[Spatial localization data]

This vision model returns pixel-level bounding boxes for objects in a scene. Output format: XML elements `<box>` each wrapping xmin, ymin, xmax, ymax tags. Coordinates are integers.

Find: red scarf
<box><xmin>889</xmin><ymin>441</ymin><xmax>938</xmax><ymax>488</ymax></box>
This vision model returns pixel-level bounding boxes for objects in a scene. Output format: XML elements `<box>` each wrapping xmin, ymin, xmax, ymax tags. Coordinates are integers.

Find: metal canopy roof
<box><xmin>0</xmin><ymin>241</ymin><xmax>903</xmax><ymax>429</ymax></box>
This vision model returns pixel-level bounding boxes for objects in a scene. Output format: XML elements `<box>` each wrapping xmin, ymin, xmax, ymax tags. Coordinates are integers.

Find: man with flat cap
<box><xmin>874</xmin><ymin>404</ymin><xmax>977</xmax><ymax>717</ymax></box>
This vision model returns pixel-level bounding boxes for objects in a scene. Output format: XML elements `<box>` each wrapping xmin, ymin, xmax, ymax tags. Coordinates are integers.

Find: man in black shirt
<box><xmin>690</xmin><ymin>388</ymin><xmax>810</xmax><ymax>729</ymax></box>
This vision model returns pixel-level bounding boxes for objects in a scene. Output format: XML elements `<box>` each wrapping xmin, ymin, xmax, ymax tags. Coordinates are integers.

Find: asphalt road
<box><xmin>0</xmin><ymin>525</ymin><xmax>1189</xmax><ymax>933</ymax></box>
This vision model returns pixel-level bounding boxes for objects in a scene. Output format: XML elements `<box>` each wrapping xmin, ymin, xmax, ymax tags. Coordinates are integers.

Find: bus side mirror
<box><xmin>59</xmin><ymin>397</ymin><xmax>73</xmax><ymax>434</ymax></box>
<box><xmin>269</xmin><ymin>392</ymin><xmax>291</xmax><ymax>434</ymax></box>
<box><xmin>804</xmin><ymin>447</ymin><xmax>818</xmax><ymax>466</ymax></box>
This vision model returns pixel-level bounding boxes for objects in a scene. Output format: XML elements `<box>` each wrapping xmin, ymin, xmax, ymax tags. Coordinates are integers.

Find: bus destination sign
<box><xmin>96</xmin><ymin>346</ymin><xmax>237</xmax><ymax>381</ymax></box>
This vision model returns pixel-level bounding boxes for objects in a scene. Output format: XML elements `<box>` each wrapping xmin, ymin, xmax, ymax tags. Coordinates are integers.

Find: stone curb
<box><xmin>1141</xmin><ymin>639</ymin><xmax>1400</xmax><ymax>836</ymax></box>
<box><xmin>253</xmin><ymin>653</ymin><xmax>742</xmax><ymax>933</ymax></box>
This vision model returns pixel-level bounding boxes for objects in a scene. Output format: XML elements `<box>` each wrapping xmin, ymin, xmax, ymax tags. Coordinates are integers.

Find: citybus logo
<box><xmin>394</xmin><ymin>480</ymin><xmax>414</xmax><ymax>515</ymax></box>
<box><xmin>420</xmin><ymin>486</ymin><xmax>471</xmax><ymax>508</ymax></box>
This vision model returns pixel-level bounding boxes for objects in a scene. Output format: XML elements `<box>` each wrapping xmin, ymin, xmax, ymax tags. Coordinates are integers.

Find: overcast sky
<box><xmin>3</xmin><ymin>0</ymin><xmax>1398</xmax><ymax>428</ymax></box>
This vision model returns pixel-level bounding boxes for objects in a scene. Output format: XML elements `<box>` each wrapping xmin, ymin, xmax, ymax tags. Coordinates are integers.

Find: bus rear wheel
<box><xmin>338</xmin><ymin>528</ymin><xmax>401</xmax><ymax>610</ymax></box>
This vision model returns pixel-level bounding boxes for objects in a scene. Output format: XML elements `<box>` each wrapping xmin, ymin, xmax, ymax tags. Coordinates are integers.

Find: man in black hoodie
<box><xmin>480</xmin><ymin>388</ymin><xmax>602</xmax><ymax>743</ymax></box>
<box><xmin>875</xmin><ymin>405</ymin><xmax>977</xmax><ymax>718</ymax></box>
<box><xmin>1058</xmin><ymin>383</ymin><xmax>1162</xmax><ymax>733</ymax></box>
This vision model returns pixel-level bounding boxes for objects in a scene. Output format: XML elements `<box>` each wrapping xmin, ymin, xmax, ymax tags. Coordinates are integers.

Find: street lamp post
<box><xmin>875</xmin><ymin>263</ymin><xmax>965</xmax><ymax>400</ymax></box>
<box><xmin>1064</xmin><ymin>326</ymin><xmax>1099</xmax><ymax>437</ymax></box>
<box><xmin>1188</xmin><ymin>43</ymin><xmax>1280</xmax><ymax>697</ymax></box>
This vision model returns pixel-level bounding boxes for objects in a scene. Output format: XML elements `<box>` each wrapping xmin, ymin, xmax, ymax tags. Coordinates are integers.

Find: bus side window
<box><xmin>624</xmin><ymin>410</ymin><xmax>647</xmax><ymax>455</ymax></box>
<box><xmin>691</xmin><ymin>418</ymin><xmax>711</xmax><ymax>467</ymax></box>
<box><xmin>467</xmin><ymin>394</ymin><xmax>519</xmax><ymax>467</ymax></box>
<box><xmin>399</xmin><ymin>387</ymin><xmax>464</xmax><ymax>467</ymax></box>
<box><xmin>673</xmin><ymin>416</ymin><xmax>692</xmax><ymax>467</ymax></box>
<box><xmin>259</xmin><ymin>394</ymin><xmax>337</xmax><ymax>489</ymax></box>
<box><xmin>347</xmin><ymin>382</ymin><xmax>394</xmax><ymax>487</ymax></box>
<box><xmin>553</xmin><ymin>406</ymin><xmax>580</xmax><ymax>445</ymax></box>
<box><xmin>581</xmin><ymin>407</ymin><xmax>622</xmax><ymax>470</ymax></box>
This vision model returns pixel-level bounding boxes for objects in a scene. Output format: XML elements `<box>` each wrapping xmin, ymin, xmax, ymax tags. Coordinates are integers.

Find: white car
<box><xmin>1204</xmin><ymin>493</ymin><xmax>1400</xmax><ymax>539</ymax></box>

DIRECTIONS FOR THIS TASK. A reply that repeats all the data exactly is required.

RESPONSE BOX.
This vision model returns pixel-level bounding boxes for objects in a scene. Output format: XML elements `<box>` each wrapping xmin, ymin, xmax, ymax tags. Coordinates are integers.

Find: red scarf
<box><xmin>889</xmin><ymin>441</ymin><xmax>938</xmax><ymax>488</ymax></box>
This vision model returns pixel-level bounding boxes for objects in a scene. Output format: XML elements `<box>` each wrapping xmin, ymin, xmax, ymax tags. Coordinates are integers.

Find: metal canopy roof
<box><xmin>0</xmin><ymin>241</ymin><xmax>903</xmax><ymax>429</ymax></box>
This vision model returns pixel-level bounding boxes for objects in a scene. Output format: XML elements `<box>` each wrapping xmin, ymin, xmax, ymax tags. Coordinates are integers.

Find: man with flat cap
<box><xmin>874</xmin><ymin>404</ymin><xmax>977</xmax><ymax>717</ymax></box>
This vision model returns pixel-level bounding boxes for objects in a scene. Output format: XML elements `<box>` each wrapping xmin, ymin, xmax, ymax tags. Coordinates are integers.

Find: man in black shirt
<box><xmin>690</xmin><ymin>388</ymin><xmax>810</xmax><ymax>729</ymax></box>
This vision model returns pixel-level bounding boxes for objects in a scene. Output format: XML elements `<box>` each wrapping xmin, ymin, xmax, ymax tags. Coordinates are integers.

Find: asphalt road
<box><xmin>0</xmin><ymin>525</ymin><xmax>1189</xmax><ymax>933</ymax></box>
This vision model returns pixel-level bounding boxes for objects in a scene. Output format: XML elements `<box>` each wrapping xmin, ymin, xmax, ymax tags. Coordinates are integers.

Find: bus side mirror
<box><xmin>59</xmin><ymin>397</ymin><xmax>73</xmax><ymax>434</ymax></box>
<box><xmin>269</xmin><ymin>392</ymin><xmax>291</xmax><ymax>434</ymax></box>
<box><xmin>804</xmin><ymin>447</ymin><xmax>818</xmax><ymax>466</ymax></box>
This vision model returns pixel-level bounding boxes for objects in a scene. Output format: XML elements `<box>` each wrapping xmin, ymin, xmax, ymax tags. Coordinates are integers.

Find: bus destination sign
<box><xmin>96</xmin><ymin>346</ymin><xmax>237</xmax><ymax>381</ymax></box>
This vision model returns pixel-level bounding boxes for objects in a scene. Output format: XML elements `<box>` each wrapping xmin, ymin, xmax, ymax tags. Coordinates are integers.

Find: stone curb
<box><xmin>1141</xmin><ymin>639</ymin><xmax>1400</xmax><ymax>836</ymax></box>
<box><xmin>253</xmin><ymin>653</ymin><xmax>742</xmax><ymax>933</ymax></box>
This vision model returns pixel-level bounding boxes for objects in a scene. Output format: XML elements `<box>` each wrapping xmin, ymin, xmax, ymax tags. Coordinates are integers.

Find: citybus logo
<box><xmin>394</xmin><ymin>480</ymin><xmax>414</xmax><ymax>515</ymax></box>
<box><xmin>420</xmin><ymin>486</ymin><xmax>471</xmax><ymax>508</ymax></box>
This vision model returns pixel-level bounding boxes for objects in a scene. Output format: XML elements `<box>` each wrapping xmin, ymin, xmax, ymax tags. Coordinates are integers.

Find: overcast sky
<box><xmin>3</xmin><ymin>0</ymin><xmax>1398</xmax><ymax>428</ymax></box>
This vision model returns pixel-level bounding boxes for objects in a scene. Output format: XML elements `<box>` each wrapping xmin, ymin, xmax, ymax tags. Coordinates are integers.

Find: bus rear wheel
<box><xmin>338</xmin><ymin>528</ymin><xmax>401</xmax><ymax>610</ymax></box>
This vision model returns pixel-level bounding boxes for objects in a scene. Output format: XML elements `<box>` each wrapping xmin, ymin, xmax, ymax tags. Coordinates are integers.

Find: man in black hoodie
<box><xmin>480</xmin><ymin>388</ymin><xmax>602</xmax><ymax>743</ymax></box>
<box><xmin>875</xmin><ymin>405</ymin><xmax>977</xmax><ymax>718</ymax></box>
<box><xmin>1058</xmin><ymin>383</ymin><xmax>1162</xmax><ymax>733</ymax></box>
This vision model returns pixel-level bounding boxes for objects in a scene. Output format: XML elements `<box>` each wrapping xmin, ymin, xmax, ymax tags. Coordinates are integers.

Find: street lamp post
<box><xmin>875</xmin><ymin>263</ymin><xmax>965</xmax><ymax>400</ymax></box>
<box><xmin>1064</xmin><ymin>326</ymin><xmax>1099</xmax><ymax>437</ymax></box>
<box><xmin>1188</xmin><ymin>43</ymin><xmax>1280</xmax><ymax>697</ymax></box>
This vision model returns pixel-level bounding boxes for objects in a scene. Output format: XML elements `<box>` each wrapping xmin, ymin, xmax, ymax tags. Coordinates are integers.

Find: bus side window
<box><xmin>624</xmin><ymin>410</ymin><xmax>647</xmax><ymax>455</ymax></box>
<box><xmin>691</xmin><ymin>418</ymin><xmax>711</xmax><ymax>467</ymax></box>
<box><xmin>467</xmin><ymin>394</ymin><xmax>519</xmax><ymax>467</ymax></box>
<box><xmin>399</xmin><ymin>387</ymin><xmax>464</xmax><ymax>467</ymax></box>
<box><xmin>673</xmin><ymin>416</ymin><xmax>692</xmax><ymax>467</ymax></box>
<box><xmin>259</xmin><ymin>394</ymin><xmax>337</xmax><ymax>489</ymax></box>
<box><xmin>347</xmin><ymin>382</ymin><xmax>394</xmax><ymax>487</ymax></box>
<box><xmin>553</xmin><ymin>406</ymin><xmax>580</xmax><ymax>445</ymax></box>
<box><xmin>581</xmin><ymin>407</ymin><xmax>622</xmax><ymax>470</ymax></box>
This vision model returns pixel-level bounding boxes for objects in a scene. Output format: XML elements `<box>` each wrapping xmin, ymin, xmax, ymax tags. Coordinates are integers.

Find: white car
<box><xmin>1204</xmin><ymin>493</ymin><xmax>1400</xmax><ymax>539</ymax></box>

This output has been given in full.